=== Section Start ===

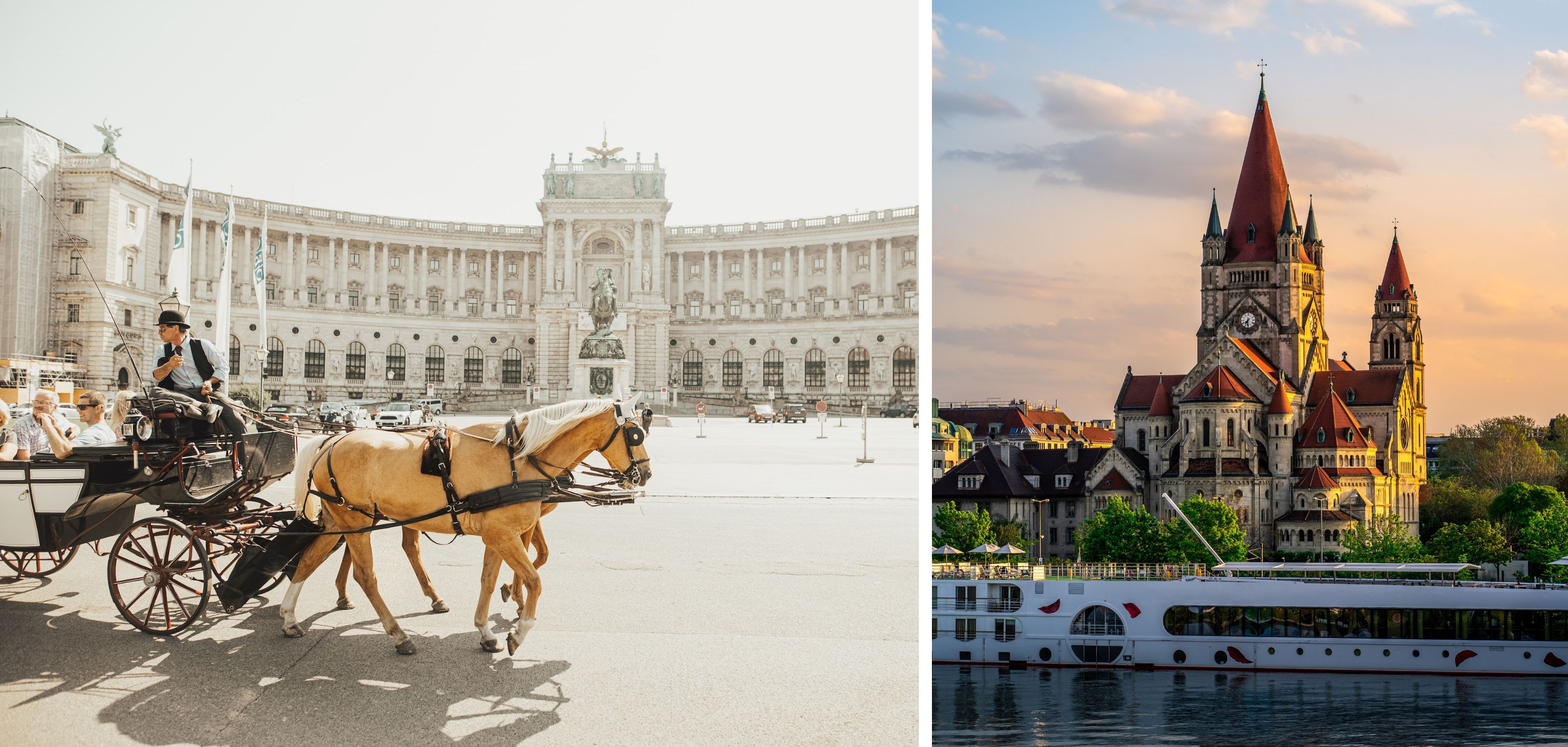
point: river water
(1089, 707)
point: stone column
(637, 255)
(571, 263)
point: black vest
(198, 353)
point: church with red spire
(1299, 443)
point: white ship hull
(1255, 624)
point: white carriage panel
(57, 496)
(18, 525)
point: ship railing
(1062, 572)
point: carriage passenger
(30, 435)
(93, 407)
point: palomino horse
(380, 472)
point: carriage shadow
(245, 685)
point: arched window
(355, 361)
(1097, 620)
(473, 366)
(316, 360)
(905, 369)
(275, 359)
(692, 369)
(731, 369)
(816, 368)
(774, 369)
(860, 368)
(435, 365)
(396, 363)
(512, 366)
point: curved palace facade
(371, 307)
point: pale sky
(452, 110)
(1076, 145)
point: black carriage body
(54, 504)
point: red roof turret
(1396, 282)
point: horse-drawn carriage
(162, 570)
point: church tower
(1261, 280)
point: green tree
(962, 529)
(1545, 539)
(1380, 540)
(1499, 452)
(1120, 534)
(1451, 501)
(1520, 501)
(1479, 542)
(1218, 523)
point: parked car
(763, 413)
(907, 410)
(399, 413)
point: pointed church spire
(1396, 282)
(1214, 217)
(1311, 223)
(1288, 218)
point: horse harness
(436, 460)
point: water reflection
(1087, 707)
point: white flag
(259, 282)
(226, 286)
(179, 274)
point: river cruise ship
(1319, 617)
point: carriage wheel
(36, 564)
(159, 577)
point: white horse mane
(543, 426)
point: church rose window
(396, 363)
(512, 366)
(692, 371)
(314, 360)
(355, 361)
(435, 365)
(774, 369)
(816, 368)
(733, 369)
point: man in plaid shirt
(30, 435)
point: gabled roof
(1260, 194)
(1377, 387)
(1396, 282)
(1341, 429)
(1316, 479)
(1220, 385)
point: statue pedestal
(602, 379)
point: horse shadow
(245, 685)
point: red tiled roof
(1316, 478)
(1379, 387)
(1161, 404)
(1260, 195)
(1396, 282)
(1137, 393)
(1341, 429)
(1220, 385)
(1114, 481)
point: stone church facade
(374, 307)
(1267, 420)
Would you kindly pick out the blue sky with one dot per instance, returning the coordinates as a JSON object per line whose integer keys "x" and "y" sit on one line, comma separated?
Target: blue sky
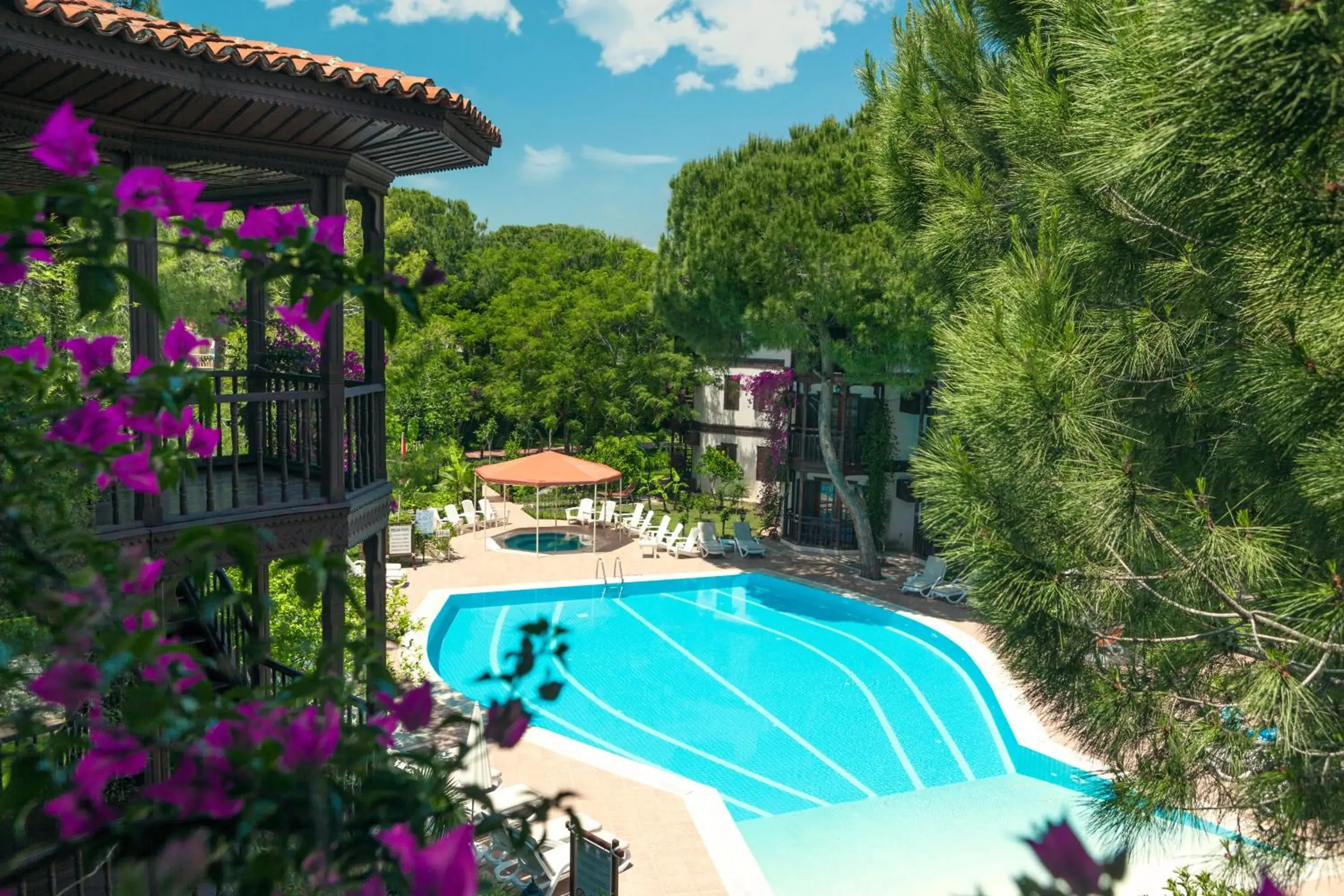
{"x": 600, "y": 101}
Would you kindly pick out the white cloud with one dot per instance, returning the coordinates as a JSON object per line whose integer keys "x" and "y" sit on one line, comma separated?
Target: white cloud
{"x": 761, "y": 39}
{"x": 346, "y": 14}
{"x": 413, "y": 11}
{"x": 623, "y": 159}
{"x": 545, "y": 164}
{"x": 689, "y": 81}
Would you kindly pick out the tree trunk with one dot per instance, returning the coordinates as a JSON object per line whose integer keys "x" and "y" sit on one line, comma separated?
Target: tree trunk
{"x": 870, "y": 564}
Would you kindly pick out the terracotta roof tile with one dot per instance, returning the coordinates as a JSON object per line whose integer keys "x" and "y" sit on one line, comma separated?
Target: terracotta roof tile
{"x": 103, "y": 18}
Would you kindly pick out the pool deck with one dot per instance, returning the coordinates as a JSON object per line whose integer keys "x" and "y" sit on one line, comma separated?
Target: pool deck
{"x": 675, "y": 851}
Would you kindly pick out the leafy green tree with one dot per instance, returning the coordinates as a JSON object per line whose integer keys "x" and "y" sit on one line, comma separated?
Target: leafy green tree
{"x": 779, "y": 244}
{"x": 719, "y": 470}
{"x": 1140, "y": 445}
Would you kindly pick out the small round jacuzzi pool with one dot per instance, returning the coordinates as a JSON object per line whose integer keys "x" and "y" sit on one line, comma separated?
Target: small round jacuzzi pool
{"x": 545, "y": 542}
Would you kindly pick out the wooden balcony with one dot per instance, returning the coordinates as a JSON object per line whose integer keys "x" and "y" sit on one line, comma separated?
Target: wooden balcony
{"x": 271, "y": 465}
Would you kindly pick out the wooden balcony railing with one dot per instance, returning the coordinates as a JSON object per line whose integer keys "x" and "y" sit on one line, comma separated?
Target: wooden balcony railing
{"x": 269, "y": 454}
{"x": 820, "y": 532}
{"x": 806, "y": 445}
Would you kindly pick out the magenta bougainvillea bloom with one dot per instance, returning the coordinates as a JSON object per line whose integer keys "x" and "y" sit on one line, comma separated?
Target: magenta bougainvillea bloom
{"x": 115, "y": 754}
{"x": 147, "y": 577}
{"x": 136, "y": 472}
{"x": 92, "y": 426}
{"x": 331, "y": 233}
{"x": 92, "y": 355}
{"x": 65, "y": 144}
{"x": 506, "y": 722}
{"x": 297, "y": 318}
{"x": 146, "y": 621}
{"x": 33, "y": 353}
{"x": 80, "y": 814}
{"x": 1269, "y": 888}
{"x": 179, "y": 343}
{"x": 312, "y": 738}
{"x": 1066, "y": 857}
{"x": 197, "y": 790}
{"x": 203, "y": 441}
{"x": 14, "y": 265}
{"x": 444, "y": 868}
{"x": 174, "y": 668}
{"x": 68, "y": 683}
{"x": 261, "y": 224}
{"x": 413, "y": 708}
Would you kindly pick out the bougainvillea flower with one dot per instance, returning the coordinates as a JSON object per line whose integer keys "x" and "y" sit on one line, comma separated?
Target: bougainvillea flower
{"x": 1066, "y": 857}
{"x": 413, "y": 708}
{"x": 331, "y": 233}
{"x": 65, "y": 144}
{"x": 203, "y": 441}
{"x": 312, "y": 738}
{"x": 68, "y": 683}
{"x": 444, "y": 868}
{"x": 1269, "y": 888}
{"x": 144, "y": 189}
{"x": 136, "y": 472}
{"x": 175, "y": 668}
{"x": 80, "y": 814}
{"x": 115, "y": 754}
{"x": 92, "y": 355}
{"x": 90, "y": 426}
{"x": 179, "y": 343}
{"x": 297, "y": 318}
{"x": 146, "y": 621}
{"x": 197, "y": 790}
{"x": 33, "y": 353}
{"x": 147, "y": 577}
{"x": 506, "y": 722}
{"x": 261, "y": 224}
{"x": 292, "y": 222}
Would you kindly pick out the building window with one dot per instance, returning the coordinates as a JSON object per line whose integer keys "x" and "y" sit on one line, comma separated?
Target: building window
{"x": 732, "y": 394}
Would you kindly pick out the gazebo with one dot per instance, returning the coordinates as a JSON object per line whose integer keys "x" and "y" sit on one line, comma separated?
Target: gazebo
{"x": 549, "y": 469}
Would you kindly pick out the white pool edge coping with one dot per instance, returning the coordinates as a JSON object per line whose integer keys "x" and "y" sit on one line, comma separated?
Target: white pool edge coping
{"x": 721, "y": 836}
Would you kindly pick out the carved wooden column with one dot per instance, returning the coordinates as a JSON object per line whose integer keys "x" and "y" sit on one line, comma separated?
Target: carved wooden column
{"x": 375, "y": 547}
{"x": 146, "y": 339}
{"x": 330, "y": 199}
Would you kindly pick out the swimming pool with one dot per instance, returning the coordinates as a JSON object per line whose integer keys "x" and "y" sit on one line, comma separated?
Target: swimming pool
{"x": 780, "y": 696}
{"x": 831, "y": 727}
{"x": 545, "y": 542}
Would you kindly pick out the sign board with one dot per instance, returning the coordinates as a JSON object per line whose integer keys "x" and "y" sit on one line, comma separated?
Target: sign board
{"x": 593, "y": 866}
{"x": 426, "y": 521}
{"x": 400, "y": 542}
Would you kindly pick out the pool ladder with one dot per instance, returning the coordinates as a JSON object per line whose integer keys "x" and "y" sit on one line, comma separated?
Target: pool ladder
{"x": 617, "y": 570}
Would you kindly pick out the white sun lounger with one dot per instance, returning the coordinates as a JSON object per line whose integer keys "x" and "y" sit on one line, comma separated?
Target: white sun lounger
{"x": 924, "y": 581}
{"x": 748, "y": 544}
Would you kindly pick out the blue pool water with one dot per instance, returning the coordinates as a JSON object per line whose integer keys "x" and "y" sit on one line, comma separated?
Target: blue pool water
{"x": 781, "y": 696}
{"x": 545, "y": 542}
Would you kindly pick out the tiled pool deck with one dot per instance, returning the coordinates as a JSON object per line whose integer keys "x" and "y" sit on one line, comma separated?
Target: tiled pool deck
{"x": 681, "y": 836}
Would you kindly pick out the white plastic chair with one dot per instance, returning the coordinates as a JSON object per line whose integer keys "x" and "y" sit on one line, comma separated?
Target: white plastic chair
{"x": 582, "y": 513}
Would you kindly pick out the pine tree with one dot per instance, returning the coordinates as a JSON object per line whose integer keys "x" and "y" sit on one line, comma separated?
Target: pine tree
{"x": 1143, "y": 382}
{"x": 779, "y": 245}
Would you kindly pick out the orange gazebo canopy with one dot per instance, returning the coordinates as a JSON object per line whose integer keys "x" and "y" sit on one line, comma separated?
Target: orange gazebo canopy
{"x": 547, "y": 468}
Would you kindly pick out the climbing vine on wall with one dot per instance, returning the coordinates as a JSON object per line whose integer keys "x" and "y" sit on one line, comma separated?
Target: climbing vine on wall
{"x": 878, "y": 448}
{"x": 772, "y": 398}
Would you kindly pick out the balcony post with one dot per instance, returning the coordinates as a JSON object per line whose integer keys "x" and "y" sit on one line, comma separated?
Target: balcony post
{"x": 328, "y": 198}
{"x": 143, "y": 258}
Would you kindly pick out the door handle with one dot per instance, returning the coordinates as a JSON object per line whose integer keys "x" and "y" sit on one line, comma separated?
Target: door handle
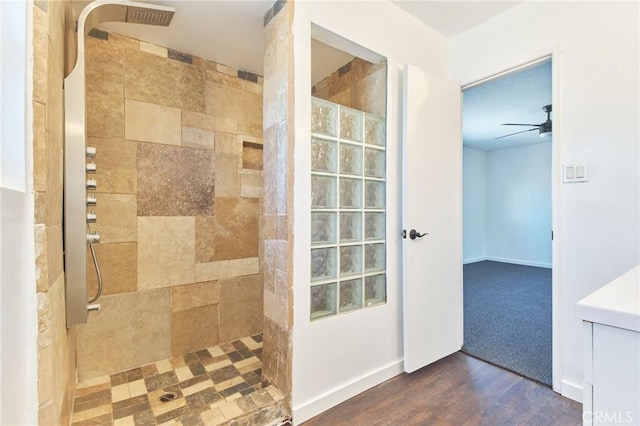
{"x": 413, "y": 234}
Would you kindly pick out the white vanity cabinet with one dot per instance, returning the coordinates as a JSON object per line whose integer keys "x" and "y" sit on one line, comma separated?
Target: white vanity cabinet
{"x": 611, "y": 324}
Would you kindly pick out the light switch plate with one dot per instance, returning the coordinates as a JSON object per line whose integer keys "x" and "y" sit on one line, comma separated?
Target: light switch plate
{"x": 574, "y": 172}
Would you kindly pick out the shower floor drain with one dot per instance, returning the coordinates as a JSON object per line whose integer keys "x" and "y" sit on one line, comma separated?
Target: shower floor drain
{"x": 166, "y": 397}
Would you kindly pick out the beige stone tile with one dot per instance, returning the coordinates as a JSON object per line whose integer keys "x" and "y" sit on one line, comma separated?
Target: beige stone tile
{"x": 227, "y": 180}
{"x": 209, "y": 122}
{"x": 137, "y": 388}
{"x": 39, "y": 147}
{"x": 183, "y": 373}
{"x": 150, "y": 78}
{"x": 175, "y": 181}
{"x": 116, "y": 161}
{"x": 240, "y": 307}
{"x": 117, "y": 214}
{"x": 148, "y": 122}
{"x": 168, "y": 406}
{"x": 227, "y": 268}
{"x": 197, "y": 138}
{"x": 205, "y": 233}
{"x": 142, "y": 317}
{"x": 177, "y": 362}
{"x": 235, "y": 217}
{"x": 231, "y": 410}
{"x": 194, "y": 329}
{"x": 252, "y": 155}
{"x": 153, "y": 49}
{"x": 118, "y": 267}
{"x": 94, "y": 381}
{"x": 54, "y": 253}
{"x": 42, "y": 271}
{"x": 194, "y": 295}
{"x": 231, "y": 102}
{"x": 40, "y": 204}
{"x": 105, "y": 110}
{"x": 250, "y": 343}
{"x": 248, "y": 364}
{"x": 104, "y": 87}
{"x": 166, "y": 251}
{"x": 213, "y": 416}
{"x": 215, "y": 351}
{"x": 218, "y": 365}
{"x": 163, "y": 366}
{"x": 89, "y": 414}
{"x": 191, "y": 83}
{"x": 250, "y": 129}
{"x": 229, "y": 383}
{"x": 45, "y": 373}
{"x": 120, "y": 392}
{"x": 197, "y": 387}
{"x": 123, "y": 42}
{"x": 251, "y": 185}
{"x": 163, "y": 81}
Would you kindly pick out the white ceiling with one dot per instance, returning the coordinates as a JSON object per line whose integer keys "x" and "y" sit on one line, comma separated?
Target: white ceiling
{"x": 452, "y": 17}
{"x": 231, "y": 31}
{"x": 514, "y": 98}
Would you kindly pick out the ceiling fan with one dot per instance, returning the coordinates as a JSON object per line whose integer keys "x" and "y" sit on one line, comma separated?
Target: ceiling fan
{"x": 544, "y": 129}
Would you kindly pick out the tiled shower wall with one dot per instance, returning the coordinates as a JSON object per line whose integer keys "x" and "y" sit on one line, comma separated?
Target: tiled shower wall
{"x": 179, "y": 190}
{"x": 278, "y": 176}
{"x": 56, "y": 344}
{"x": 359, "y": 84}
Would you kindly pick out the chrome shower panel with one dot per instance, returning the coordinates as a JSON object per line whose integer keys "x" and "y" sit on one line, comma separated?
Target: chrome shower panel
{"x": 76, "y": 181}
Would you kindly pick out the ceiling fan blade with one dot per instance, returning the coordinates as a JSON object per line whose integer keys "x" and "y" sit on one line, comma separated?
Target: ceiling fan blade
{"x": 520, "y": 124}
{"x": 517, "y": 133}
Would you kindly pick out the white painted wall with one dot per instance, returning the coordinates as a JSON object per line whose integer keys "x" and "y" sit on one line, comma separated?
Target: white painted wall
{"x": 596, "y": 119}
{"x": 519, "y": 205}
{"x": 474, "y": 201}
{"x": 18, "y": 314}
{"x": 336, "y": 358}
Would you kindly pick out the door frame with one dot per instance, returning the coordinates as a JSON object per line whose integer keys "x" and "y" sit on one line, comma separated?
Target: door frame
{"x": 554, "y": 54}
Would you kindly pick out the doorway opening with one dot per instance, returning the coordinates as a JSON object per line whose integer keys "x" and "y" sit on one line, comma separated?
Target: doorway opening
{"x": 507, "y": 220}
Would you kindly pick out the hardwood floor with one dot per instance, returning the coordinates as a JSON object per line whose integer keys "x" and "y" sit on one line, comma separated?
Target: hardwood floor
{"x": 457, "y": 390}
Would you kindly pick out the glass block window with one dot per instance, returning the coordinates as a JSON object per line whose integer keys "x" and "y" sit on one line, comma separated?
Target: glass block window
{"x": 348, "y": 240}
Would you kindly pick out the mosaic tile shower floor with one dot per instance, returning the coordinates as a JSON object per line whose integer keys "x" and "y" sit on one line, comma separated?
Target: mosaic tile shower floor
{"x": 214, "y": 386}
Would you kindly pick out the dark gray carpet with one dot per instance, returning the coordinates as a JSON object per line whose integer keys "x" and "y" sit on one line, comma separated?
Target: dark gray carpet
{"x": 507, "y": 317}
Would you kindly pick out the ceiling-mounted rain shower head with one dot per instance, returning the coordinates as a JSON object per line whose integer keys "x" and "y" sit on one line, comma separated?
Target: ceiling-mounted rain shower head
{"x": 101, "y": 11}
{"x": 144, "y": 15}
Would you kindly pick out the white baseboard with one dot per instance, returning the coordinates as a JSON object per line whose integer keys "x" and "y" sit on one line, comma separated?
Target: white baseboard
{"x": 474, "y": 260}
{"x": 572, "y": 391}
{"x": 519, "y": 262}
{"x": 312, "y": 408}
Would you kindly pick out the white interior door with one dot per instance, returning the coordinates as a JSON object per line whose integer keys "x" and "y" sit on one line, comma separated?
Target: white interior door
{"x": 432, "y": 204}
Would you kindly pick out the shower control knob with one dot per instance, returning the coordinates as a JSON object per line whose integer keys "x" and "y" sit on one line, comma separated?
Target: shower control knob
{"x": 93, "y": 238}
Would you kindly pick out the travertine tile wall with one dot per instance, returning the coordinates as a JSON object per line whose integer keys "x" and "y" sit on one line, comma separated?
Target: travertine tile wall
{"x": 179, "y": 189}
{"x": 359, "y": 84}
{"x": 56, "y": 344}
{"x": 278, "y": 180}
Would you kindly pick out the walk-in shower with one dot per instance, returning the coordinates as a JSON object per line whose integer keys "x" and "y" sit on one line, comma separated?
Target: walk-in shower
{"x": 79, "y": 164}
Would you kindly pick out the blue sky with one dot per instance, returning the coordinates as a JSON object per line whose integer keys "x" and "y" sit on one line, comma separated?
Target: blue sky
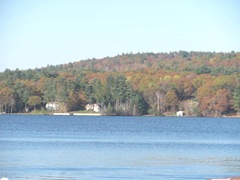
{"x": 35, "y": 33}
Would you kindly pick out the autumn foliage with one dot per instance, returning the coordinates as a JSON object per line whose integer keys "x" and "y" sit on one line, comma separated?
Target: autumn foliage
{"x": 199, "y": 83}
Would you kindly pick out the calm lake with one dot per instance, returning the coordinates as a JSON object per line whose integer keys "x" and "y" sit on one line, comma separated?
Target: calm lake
{"x": 88, "y": 147}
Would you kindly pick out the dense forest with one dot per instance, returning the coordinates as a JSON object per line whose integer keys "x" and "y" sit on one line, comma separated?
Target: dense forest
{"x": 198, "y": 83}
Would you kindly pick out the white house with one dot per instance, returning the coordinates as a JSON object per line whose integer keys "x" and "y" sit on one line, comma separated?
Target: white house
{"x": 180, "y": 113}
{"x": 93, "y": 107}
{"x": 52, "y": 106}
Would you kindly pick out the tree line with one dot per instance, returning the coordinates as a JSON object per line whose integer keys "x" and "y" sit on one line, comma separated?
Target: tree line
{"x": 130, "y": 84}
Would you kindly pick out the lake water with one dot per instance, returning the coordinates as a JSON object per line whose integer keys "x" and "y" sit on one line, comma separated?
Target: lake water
{"x": 85, "y": 147}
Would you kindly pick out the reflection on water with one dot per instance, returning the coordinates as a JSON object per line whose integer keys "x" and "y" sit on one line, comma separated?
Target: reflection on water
{"x": 56, "y": 147}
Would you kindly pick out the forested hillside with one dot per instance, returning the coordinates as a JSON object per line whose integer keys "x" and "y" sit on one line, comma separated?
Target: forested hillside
{"x": 199, "y": 83}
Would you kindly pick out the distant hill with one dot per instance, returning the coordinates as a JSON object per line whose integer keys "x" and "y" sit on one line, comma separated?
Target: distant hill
{"x": 199, "y": 83}
{"x": 198, "y": 62}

=== Section End ===

Above are the records; restate exactly the lines from the one containing "point: carriage wheel" through the one containing "Would you kindly pick out the white cloud", keeping pictures out.

Solution to the problem ->
point: carriage wheel
(36, 564)
(159, 577)
point: white horse mane
(543, 426)
point: church rose window
(396, 363)
(512, 366)
(692, 371)
(314, 360)
(355, 361)
(435, 365)
(774, 369)
(816, 368)
(733, 369)
point: man in plaid shirt
(30, 435)
point: gabled roof
(1260, 194)
(1377, 387)
(1396, 282)
(1341, 429)
(1316, 479)
(1220, 385)
point: statue pedestal
(602, 379)
point: horse shadow
(245, 685)
point: red tiled roof
(1316, 478)
(1379, 387)
(1161, 404)
(1260, 195)
(1396, 282)
(1137, 393)
(1341, 429)
(1220, 385)
(1114, 481)
point: stone church facade
(374, 307)
(1267, 420)
Would you kindly pick out the blue sky with one dot per instance, returning the coordinates as a JSON object per line whose integer keys "x" and "y" sit on one line, comma separated?
Target: blue sky
{"x": 600, "y": 101}
Would you kindly pick out the white cloud with one dot per instance, returning the coordinates as a JSON object per line whose integer keys "x" and "y" sit on one line, comma separated?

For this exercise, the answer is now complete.